Document excerpt ->
Tomorrow I am taking my parents to visit my brother and his wife in Ann Arbor. Rather than take a more southerly route, I decided that the Right Thing was to help my folks to get out of town. It's a 12 hour ride. It's not a warm and sunny destination. We are going to take the train-chugga chugga woot woot! This way we can travel, with no pressure of driving through Chicago, Gary, Indiana, or potty breaks. There is food, movies, and some card playing in my future. We plan to see the campus of the University of Michigan, Ann Arbor while we're there. Is it right to take Mom and Dad away from their doctor and travel so far? I believe they need this desperately. They haven't left their home since August, and used to be so footloose and fancy free. I think I'm doing the Right Thing. Some might disagree.

I applied once upon a time to the Ann Arbor piano graduate program. I wasn't accepted there probably because I performed terribly and was an hour late. Young kid that I was, I forgot that they are an hour ahead of my time zone! So I drove and drove but never changed my clock. Huh, oops! That bad news turned out to be the Right Thing for my career; I loved my time in Connecticut and The Hartt School of Music was a good choice for me.

How can we know what is the Right Thing, for ourselves, for the future, for health care? All I know is that what we have right now is the Wrong thing and it's time for a change for the better. Those who can not speak for themselves are hoping we do the Right Thing.

[Entries taken from a collection]
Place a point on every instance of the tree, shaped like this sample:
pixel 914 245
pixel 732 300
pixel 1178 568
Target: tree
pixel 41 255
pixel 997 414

Short exercise 1 -> In the post about the train trip to Ann Arbor, repeat word for word the passage that begins with the words containing "Tomorrow I am" and ends with "Some might disagree.".
Short exercise 2 -> According to the post about the train trip to Ann Arbor, how long is the ride?

Worked answer 1 ->
Tomorrow I am taking my parents to visit my brother and his wife in Ann Arbor. Rather than take a more southerly route, I decided that the Right Thing was to help my folks to get out of town. It's a 12 hour ride. It's not a warm and sunny destination. We are going to take the train-chugga chugga woot woot! This way we can travel, with no pressure of driving through Chicago, Gary, Indiana, or potty breaks. There is food, movies, and some card playing in my future. We plan to see the campus of the University of Michigan, Ann Arbor while we're there. Is it right to take Mom and Dad away from their doctor and travel so far? I believe they need this desperately. They haven't left their home since August, and used to be so footloose and fancy free. I think I'm doing the Right Thing. Some might disagree.

Worked answer 2 -> 12 hours